**GOAL OF THE EXERCISE**
Return all of the lines below exactly as they are.

**THE DATA**
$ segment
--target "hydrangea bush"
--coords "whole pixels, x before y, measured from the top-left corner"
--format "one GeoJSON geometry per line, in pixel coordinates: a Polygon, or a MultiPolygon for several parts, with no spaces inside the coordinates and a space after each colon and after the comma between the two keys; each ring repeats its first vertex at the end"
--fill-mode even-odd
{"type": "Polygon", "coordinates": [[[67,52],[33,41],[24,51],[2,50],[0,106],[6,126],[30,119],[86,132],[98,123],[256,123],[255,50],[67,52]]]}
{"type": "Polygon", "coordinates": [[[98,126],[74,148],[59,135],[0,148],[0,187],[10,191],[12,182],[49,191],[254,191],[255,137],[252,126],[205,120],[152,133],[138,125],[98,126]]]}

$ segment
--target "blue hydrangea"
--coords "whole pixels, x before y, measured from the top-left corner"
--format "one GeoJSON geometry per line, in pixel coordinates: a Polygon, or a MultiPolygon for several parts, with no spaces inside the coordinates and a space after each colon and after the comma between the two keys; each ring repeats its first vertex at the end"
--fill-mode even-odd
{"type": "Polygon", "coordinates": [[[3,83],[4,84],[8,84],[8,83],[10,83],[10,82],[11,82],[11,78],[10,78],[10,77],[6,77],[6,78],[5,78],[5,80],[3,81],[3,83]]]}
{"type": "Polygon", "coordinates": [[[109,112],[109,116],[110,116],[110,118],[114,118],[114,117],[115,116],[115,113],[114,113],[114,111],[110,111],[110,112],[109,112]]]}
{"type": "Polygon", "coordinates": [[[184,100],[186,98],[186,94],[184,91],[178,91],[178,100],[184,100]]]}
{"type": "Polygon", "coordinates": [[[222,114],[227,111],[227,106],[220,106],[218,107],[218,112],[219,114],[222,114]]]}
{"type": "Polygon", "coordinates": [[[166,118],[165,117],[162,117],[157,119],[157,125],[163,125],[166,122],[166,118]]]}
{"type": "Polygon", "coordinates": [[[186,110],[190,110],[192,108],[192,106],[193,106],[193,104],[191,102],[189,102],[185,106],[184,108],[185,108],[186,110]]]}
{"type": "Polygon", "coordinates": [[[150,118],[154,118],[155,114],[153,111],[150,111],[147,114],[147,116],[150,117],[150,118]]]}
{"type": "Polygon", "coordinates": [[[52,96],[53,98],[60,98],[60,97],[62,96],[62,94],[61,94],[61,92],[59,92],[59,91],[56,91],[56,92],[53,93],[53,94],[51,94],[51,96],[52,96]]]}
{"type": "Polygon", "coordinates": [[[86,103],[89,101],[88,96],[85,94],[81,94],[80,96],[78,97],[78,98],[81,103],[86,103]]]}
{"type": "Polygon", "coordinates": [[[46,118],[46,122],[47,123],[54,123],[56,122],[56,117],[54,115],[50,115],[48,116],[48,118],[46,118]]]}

**SOLUTION TO THIS EXERCISE**
$ segment
--target "hydrangea bush"
--coords "whole pixels, x before y, measured from the top-left corner"
--format "one GeoJSON geometry per line, in pixel coordinates: a Polygon, or a MultiPolygon for several parts, with no spaces inside the coordinates and a space after each colon and after the comma between the two keys; each ring repeats its first vertex at the end"
--fill-mode even-odd
{"type": "Polygon", "coordinates": [[[67,52],[33,41],[24,51],[2,50],[0,106],[6,126],[30,119],[86,132],[98,123],[256,123],[255,50],[67,52]]]}
{"type": "Polygon", "coordinates": [[[98,126],[74,148],[59,135],[0,148],[0,187],[10,191],[12,182],[49,191],[254,191],[255,137],[252,126],[205,120],[152,133],[138,125],[98,126]]]}

$ segment
--target "blue hydrangea"
--coords "whole pixels, x before y, measured from the top-left corner"
--format "one GeoJSON geometry per line, in pixel coordinates: a Polygon, or a MultiPolygon for several parts, with no spaces inside the coordinates and a space after each colon and after the comma between the two keys; each ring repeats its first vertex at the end"
--fill-mode even-odd
{"type": "Polygon", "coordinates": [[[3,83],[4,84],[8,84],[8,83],[10,83],[10,82],[11,82],[11,78],[10,78],[10,77],[6,77],[6,78],[5,78],[5,80],[3,81],[3,83]]]}
{"type": "Polygon", "coordinates": [[[109,112],[109,116],[110,116],[110,118],[114,118],[114,117],[115,116],[115,113],[114,113],[114,111],[110,111],[110,112],[109,112]]]}
{"type": "Polygon", "coordinates": [[[184,100],[186,98],[186,94],[184,91],[178,91],[178,100],[184,100]]]}
{"type": "Polygon", "coordinates": [[[222,114],[227,111],[227,106],[220,106],[218,107],[218,112],[219,114],[222,114]]]}
{"type": "Polygon", "coordinates": [[[166,118],[165,117],[162,117],[157,119],[157,125],[163,125],[166,122],[166,118]]]}
{"type": "Polygon", "coordinates": [[[186,110],[190,110],[192,108],[192,106],[193,106],[193,104],[191,102],[189,102],[185,106],[184,108],[185,108],[186,110]]]}
{"type": "Polygon", "coordinates": [[[150,118],[154,118],[155,114],[153,111],[150,111],[147,114],[147,116],[150,117],[150,118]]]}
{"type": "Polygon", "coordinates": [[[52,96],[53,98],[60,98],[60,97],[62,96],[62,94],[61,94],[61,92],[59,92],[59,91],[56,91],[56,92],[53,93],[53,94],[51,94],[51,96],[52,96]]]}
{"type": "Polygon", "coordinates": [[[86,103],[89,101],[88,96],[85,94],[81,94],[80,96],[78,97],[78,98],[81,103],[86,103]]]}
{"type": "Polygon", "coordinates": [[[46,118],[46,122],[47,123],[54,123],[56,122],[56,117],[54,115],[50,115],[48,116],[48,118],[46,118]]]}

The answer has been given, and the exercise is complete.